Building an AI Video Pipeline on AWS

Architecture guide for an end-to-end AI video pipeline: S3 ingest, Lambda trigger, Rekognition analysis, Bedrock processing, FFmpeg editing, and Step Functions orchestration.

Added 24 Mar 2026 4 min read Updated 30 May 2026

#media-processing #advanced #video-pipeline #media #architecture #transcoding #aws

Learn this your way

Read Guided course

An AI video pipeline automates the process of ingesting raw video, extracting intelligence from it, and producing edited or enriched output. This article describes a production-ready architecture built on AWS that handles media ingest through final output delivery.

VideoFlow: the pipeline in two minutes

VideoFlow is the worked example behind this guide: one upload becomes three finished cuts, automatically, for about 34 cents. The full beginner course walks the architecture layer by layer.

Pipeline Overview

The pipeline has five conceptual stages:

Ingest - video arrives in S3 and triggers the pipeline
Normalize - MediaConvert converts raw formats to a consistent baseline
Analyze - Rekognition extracts labels, scenes, faces, and text; Transcribe produces a transcript
Process - Bedrock summarizes content, identifies highlights, generates metadata
Edit and output - FFmpeg assembles selected segments; output lands in S3

Step Functions orchestrates the entire workflow, with EventBridge triggering execution on S3 upload.

Stage 1: Ingest

Raw video arrives in an S3 bucket at the raw/ prefix. Videos can come from direct upload (content producers using presigned URLs), API submission, or automated feed ingestion from broadcast systems.

◆ **WORK ITEM A**
Name each of the conceptual stages of the pipeline that the AWS video pipeline guide lists.
◆ **WORK ITEM B**
Summarize the AWS video pipeline guide in two sentences.
◆ **WORK ITEM C**
Reproduce the part of the AWS video pipeline guide between "An AI video pipeline automates" and "final output delivery.", inclusive.

◆ **RECORDS SUPPLIED**
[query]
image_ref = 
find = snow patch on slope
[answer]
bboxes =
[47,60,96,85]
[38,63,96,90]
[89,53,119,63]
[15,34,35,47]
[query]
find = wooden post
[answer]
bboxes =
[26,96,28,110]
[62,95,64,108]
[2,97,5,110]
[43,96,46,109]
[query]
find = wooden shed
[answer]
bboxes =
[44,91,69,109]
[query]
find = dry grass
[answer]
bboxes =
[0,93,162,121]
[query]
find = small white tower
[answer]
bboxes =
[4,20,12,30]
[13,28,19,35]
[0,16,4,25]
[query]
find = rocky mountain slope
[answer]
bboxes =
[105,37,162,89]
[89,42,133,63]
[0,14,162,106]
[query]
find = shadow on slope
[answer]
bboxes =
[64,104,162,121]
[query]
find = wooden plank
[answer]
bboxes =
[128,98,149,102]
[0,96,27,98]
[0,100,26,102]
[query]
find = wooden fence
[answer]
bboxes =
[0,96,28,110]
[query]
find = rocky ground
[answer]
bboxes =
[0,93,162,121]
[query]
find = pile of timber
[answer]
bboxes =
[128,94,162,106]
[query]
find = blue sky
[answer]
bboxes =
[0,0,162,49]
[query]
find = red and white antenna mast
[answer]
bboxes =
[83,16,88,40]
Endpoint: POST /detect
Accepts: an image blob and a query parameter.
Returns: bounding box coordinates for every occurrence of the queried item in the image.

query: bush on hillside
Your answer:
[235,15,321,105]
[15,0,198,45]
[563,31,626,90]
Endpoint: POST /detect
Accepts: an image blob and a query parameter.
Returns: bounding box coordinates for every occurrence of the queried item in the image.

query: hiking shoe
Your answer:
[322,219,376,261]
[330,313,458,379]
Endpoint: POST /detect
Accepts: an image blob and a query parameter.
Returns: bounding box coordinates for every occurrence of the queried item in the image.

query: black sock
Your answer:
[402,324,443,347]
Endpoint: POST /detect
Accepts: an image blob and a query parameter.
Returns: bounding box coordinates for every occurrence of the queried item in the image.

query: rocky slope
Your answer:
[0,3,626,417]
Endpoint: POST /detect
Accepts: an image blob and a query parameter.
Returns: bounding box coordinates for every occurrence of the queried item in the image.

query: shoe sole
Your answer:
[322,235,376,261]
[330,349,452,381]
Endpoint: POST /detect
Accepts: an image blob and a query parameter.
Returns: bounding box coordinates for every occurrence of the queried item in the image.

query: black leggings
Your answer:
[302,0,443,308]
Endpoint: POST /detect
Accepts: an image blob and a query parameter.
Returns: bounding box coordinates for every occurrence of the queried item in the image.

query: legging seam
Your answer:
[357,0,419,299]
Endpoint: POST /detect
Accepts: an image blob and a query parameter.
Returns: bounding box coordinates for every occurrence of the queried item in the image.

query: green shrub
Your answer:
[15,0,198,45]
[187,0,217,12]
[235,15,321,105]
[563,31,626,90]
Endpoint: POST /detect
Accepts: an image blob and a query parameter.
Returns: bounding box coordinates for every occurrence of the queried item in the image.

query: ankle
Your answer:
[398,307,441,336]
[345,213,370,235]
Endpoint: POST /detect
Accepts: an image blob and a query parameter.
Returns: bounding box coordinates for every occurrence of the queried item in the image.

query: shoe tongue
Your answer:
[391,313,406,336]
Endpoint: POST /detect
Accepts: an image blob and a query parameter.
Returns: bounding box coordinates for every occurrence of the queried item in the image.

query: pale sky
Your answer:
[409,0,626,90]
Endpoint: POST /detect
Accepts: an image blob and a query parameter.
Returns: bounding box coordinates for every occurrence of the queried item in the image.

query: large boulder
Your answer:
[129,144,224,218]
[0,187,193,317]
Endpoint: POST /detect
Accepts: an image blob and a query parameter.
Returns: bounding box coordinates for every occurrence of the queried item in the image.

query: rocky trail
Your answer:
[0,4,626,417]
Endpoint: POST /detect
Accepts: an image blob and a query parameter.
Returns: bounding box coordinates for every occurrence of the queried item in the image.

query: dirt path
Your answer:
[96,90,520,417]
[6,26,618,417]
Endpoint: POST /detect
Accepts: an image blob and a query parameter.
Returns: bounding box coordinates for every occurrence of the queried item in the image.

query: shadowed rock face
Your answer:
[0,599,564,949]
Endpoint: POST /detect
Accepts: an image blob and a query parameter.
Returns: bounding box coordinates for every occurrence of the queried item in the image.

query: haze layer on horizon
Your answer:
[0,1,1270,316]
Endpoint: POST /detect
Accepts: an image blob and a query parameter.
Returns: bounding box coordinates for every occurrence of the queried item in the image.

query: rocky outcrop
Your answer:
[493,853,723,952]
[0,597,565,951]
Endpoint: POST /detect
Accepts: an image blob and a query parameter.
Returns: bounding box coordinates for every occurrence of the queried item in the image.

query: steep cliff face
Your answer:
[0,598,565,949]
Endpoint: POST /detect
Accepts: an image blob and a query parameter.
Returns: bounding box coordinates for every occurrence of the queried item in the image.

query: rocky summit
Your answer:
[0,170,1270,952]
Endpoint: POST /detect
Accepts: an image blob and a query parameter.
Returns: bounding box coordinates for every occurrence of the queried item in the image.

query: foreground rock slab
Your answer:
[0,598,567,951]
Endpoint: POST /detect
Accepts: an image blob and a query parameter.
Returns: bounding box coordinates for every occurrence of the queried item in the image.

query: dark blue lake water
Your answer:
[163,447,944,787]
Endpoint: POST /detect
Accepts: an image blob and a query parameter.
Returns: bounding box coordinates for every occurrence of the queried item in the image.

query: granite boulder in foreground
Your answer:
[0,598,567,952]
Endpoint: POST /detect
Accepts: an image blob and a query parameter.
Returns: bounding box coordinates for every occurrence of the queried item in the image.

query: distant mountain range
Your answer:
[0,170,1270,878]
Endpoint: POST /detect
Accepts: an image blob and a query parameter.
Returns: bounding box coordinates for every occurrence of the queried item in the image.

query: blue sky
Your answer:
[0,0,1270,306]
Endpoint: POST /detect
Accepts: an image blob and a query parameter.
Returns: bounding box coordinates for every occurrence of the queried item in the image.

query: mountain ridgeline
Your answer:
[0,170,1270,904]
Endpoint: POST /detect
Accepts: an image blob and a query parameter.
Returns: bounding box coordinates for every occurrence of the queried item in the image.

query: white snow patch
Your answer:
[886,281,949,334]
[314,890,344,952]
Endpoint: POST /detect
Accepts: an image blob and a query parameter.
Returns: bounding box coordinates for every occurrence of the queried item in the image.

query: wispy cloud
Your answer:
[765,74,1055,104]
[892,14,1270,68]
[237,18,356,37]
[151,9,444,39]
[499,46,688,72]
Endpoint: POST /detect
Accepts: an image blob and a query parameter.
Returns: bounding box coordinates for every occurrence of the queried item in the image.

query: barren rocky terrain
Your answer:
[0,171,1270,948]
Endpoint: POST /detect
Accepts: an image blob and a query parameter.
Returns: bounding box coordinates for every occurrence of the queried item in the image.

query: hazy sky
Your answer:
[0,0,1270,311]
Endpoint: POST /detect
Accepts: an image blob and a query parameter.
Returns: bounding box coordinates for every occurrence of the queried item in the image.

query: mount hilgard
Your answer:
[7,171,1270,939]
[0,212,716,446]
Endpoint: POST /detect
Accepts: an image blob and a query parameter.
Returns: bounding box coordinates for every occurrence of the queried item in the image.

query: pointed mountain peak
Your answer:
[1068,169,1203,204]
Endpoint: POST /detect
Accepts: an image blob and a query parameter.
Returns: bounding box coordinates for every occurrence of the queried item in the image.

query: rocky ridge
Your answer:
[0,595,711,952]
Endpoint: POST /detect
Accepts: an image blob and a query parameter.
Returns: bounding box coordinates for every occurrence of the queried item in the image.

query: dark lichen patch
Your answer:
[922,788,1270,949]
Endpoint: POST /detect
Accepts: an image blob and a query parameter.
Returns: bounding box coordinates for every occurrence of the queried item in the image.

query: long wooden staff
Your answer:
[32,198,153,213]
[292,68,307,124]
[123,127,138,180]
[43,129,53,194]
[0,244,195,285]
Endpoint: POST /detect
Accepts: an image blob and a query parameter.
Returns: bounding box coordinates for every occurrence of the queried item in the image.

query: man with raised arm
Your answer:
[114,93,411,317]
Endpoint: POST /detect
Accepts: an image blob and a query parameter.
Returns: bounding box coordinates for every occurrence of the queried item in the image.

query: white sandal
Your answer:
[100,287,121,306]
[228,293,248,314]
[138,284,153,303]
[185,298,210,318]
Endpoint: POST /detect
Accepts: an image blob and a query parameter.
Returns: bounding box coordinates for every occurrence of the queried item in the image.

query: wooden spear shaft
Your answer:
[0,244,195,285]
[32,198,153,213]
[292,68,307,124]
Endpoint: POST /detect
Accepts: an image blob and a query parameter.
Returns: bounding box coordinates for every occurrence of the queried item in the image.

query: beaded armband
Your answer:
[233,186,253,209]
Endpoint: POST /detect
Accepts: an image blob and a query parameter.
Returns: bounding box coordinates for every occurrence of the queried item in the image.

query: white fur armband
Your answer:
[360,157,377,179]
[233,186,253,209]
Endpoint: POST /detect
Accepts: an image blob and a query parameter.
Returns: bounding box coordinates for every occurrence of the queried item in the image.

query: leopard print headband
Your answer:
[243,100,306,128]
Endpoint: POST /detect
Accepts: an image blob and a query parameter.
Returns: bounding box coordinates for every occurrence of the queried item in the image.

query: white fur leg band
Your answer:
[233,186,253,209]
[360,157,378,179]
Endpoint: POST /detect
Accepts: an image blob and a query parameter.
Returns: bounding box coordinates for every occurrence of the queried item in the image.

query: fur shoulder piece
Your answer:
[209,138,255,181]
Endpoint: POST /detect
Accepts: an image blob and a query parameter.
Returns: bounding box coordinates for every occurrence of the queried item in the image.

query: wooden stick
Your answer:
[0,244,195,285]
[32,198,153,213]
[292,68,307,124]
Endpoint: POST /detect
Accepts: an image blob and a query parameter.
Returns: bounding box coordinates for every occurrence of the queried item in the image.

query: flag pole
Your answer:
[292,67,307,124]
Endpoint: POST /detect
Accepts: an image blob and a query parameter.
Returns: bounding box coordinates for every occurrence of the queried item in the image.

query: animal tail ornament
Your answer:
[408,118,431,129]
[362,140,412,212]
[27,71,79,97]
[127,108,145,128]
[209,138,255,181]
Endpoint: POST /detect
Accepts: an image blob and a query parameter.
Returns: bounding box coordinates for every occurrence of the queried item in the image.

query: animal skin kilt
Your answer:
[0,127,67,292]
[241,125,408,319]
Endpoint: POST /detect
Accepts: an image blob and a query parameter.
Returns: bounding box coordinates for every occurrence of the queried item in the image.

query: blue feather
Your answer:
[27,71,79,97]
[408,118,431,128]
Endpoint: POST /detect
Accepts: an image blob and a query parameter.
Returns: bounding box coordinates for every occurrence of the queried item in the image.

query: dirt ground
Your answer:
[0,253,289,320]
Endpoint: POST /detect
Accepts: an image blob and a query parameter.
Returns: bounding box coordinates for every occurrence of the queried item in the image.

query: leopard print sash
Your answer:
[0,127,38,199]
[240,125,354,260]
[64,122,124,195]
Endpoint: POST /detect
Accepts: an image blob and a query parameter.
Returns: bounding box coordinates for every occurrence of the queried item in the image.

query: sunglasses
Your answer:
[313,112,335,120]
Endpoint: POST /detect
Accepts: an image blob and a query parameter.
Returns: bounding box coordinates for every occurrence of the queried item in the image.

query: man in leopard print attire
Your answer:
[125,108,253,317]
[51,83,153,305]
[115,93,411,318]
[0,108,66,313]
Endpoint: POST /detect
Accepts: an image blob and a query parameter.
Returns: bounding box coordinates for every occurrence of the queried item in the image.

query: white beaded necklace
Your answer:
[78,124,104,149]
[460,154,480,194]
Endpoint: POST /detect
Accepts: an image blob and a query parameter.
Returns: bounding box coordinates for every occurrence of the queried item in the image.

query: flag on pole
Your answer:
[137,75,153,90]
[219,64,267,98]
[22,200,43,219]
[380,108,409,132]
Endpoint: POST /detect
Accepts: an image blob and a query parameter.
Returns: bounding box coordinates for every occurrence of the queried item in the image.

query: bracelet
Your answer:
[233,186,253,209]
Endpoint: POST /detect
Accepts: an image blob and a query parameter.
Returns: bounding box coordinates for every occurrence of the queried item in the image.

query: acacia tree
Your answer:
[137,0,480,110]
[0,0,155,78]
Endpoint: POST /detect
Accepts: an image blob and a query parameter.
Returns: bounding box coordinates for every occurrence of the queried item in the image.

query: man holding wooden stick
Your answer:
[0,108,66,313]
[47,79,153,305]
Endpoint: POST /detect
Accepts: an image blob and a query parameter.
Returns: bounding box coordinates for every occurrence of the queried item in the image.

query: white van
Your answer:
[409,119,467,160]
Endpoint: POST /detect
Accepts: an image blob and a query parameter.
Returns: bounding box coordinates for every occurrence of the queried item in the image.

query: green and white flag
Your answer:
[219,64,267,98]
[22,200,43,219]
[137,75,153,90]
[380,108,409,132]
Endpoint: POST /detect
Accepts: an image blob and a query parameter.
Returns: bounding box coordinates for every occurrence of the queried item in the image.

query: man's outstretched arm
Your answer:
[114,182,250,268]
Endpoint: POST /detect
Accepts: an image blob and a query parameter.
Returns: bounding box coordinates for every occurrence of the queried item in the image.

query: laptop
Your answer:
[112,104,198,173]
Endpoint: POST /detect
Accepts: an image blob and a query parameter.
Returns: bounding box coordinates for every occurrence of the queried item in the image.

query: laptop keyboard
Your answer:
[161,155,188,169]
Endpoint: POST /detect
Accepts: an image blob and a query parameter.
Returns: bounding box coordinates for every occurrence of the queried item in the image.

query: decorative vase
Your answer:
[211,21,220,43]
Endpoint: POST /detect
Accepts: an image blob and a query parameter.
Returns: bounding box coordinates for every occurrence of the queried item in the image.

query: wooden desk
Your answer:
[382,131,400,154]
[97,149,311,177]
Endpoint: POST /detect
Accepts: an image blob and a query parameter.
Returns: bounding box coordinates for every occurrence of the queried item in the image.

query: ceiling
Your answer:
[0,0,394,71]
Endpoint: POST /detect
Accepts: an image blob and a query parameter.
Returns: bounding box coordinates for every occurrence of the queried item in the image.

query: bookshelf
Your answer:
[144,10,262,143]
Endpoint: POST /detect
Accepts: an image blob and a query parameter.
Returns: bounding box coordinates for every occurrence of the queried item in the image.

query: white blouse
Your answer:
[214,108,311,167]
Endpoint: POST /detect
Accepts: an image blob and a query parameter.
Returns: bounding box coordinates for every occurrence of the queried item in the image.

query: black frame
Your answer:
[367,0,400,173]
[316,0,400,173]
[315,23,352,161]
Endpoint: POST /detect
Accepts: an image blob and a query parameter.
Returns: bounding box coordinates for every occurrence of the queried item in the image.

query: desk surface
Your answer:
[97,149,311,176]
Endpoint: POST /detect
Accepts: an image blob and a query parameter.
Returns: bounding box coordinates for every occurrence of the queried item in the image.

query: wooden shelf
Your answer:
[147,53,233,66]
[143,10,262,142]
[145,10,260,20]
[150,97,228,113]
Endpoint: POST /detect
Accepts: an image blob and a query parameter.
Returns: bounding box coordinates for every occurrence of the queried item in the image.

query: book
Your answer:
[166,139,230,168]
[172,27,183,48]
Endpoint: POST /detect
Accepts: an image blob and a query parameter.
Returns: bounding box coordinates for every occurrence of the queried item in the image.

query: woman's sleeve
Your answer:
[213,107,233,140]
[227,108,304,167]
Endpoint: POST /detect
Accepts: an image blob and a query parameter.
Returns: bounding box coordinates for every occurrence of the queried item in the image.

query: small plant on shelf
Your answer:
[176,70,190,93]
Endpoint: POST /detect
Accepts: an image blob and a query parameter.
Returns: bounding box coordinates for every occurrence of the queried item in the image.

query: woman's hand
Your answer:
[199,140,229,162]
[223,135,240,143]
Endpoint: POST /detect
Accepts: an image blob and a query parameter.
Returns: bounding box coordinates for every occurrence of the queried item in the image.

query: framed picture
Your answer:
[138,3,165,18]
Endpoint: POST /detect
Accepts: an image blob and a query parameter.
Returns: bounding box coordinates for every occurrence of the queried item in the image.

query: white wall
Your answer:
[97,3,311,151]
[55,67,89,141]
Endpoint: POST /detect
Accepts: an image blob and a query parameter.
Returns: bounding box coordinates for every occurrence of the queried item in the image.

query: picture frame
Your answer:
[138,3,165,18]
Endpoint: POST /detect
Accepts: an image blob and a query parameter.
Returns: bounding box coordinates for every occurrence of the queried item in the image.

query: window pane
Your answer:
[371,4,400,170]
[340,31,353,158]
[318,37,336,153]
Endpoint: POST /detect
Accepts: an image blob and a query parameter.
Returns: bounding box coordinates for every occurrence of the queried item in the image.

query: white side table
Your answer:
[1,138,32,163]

◆ **EXERCISE RESPONSE A**
Ingest
Normalize
Edit and output
Analyze
Process

◆ **EXERCISE RESPONSE B**
The guide describes a production-ready AWS architecture for an AI video pipeline that ingests raw video, extracts intelligence from it, and produces edited or enriched output. Video arriving in S3 starts a workflow that Step Functions orchestrates through five stages: ingest, normalization with MediaConvert, analysis with Rekognition and Transcribe, processing with Bedrock, and editing with FFmpeg before output lands back in S3.

◆ **EXERCISE RESPONSE C**
An AI video pipeline automates the process of ingesting raw video, extracting intelligence from it, and producing edited or enriched output. This article describes a production-ready architecture built on AWS that handles media ingest through final output delivery.